On 12 Mar 2010, at 11:56, Julian Stahnke wrote:
> Am 12.03.2010 um 17:24 schrieb J Chris Anderson:
>
>>
>> On Mar 12, 2010, at 7:10 AM, Julian Stahnke wrote:
>>
>>> Hello!
>>>
>>> I have a problem with a view being slow, even though it’s indexed and
>>> cached and so on. I have database of books (–120,000 documents) and a
>>> map/reduce function that counts how many books there are per author. I’m
>>> then calling the view with ?group=true to get the list. I’m neither
>>> emitting nor outputting any actual documents, only the counts. This results
>>> in an output of about 78,000 key/value pairs that look like the following:
>>> {"key":"Albert Kapr","value":3}.
>>>
>>> Now, even when the view is indexed and cached, it still takes 60 seconds to
>>> receive the output, using PHP’s cURL functions, the browser, whatever I’ve
>>> tried. Getting the same output served from a static file takes only a
>>> fraction of a second.

THE PROBLEM
Retype the whole message above about the slow view, word for word and keeping every line.

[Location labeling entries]
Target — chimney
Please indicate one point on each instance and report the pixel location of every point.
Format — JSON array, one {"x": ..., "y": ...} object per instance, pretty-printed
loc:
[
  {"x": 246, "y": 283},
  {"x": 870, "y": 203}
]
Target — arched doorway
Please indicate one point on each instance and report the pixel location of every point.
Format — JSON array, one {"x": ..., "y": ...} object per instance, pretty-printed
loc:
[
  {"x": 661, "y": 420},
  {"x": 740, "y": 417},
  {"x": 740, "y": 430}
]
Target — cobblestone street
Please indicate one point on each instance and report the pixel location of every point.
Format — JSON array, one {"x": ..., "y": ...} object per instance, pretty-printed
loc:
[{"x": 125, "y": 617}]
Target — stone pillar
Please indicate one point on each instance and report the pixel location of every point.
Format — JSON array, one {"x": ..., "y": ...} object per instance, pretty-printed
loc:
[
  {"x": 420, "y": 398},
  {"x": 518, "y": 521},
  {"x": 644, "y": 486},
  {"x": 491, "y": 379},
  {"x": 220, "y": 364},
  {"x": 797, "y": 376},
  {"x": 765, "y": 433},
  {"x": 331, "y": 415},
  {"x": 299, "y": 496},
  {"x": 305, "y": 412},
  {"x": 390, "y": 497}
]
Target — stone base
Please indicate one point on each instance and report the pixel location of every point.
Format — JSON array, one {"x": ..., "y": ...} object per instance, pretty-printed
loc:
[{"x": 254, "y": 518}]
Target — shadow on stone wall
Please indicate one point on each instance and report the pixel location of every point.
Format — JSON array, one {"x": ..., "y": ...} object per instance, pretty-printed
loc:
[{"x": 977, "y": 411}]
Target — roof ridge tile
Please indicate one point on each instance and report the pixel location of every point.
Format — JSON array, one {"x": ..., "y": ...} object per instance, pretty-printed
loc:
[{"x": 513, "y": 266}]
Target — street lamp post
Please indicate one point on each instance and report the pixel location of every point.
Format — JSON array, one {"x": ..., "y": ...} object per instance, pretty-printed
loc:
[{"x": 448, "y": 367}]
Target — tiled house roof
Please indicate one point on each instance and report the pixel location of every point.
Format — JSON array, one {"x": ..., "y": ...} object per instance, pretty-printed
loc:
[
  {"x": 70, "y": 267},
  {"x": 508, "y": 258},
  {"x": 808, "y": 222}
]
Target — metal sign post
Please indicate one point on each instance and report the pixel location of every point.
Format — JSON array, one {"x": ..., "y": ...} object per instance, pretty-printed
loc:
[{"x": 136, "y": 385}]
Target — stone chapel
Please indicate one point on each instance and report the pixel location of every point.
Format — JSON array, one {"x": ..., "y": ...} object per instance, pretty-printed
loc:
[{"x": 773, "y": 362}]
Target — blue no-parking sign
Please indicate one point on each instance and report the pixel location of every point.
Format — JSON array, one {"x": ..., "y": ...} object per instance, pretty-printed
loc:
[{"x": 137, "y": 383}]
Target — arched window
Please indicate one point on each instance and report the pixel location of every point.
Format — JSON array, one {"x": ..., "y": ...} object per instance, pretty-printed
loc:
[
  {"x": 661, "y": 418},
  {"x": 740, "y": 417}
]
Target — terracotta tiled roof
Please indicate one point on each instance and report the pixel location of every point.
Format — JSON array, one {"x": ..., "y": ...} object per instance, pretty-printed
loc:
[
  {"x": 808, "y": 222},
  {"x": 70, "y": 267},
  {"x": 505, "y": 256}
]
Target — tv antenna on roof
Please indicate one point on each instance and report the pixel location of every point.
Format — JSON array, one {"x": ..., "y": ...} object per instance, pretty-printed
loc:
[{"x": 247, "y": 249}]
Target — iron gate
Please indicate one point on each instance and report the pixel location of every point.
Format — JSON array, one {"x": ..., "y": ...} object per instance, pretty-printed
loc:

EXPECTED OUTPUT
On 12 Mar 2010, at 11:56, Julian Stahnke wrote:
> Am 12.03.2010 um 17:24 schrieb J Chris Anderson:
>
>>
>> On Mar 12, 2010, at 7:10 AM, Julian Stahnke wrote:
>>
>>> Hello!
>>>
>>> I have a problem with a view being slow, even though it’s indexed and
>>> cached and so on. I have database of books (–120,000 documents) and a
>>> map/reduce function that counts how many books there are per author. I’m
>>> then calling the view with ?group=true to get the list. I’m neither
>>> emitting nor outputting any actual documents, only the counts. This results
>>> in an output of about 78,000 key/value pairs that look like the following:
>>> {"key":"Albert Kapr","value":3}.
>>>
>>> Now, even when the view is indexed and cached, it still takes 60 seconds to
>>> receive the output, using PHP’s cURL functions, the browser, whatever I’ve
>>> tried. Getting the same output served from a static file takes only a
>>> fraction of a second.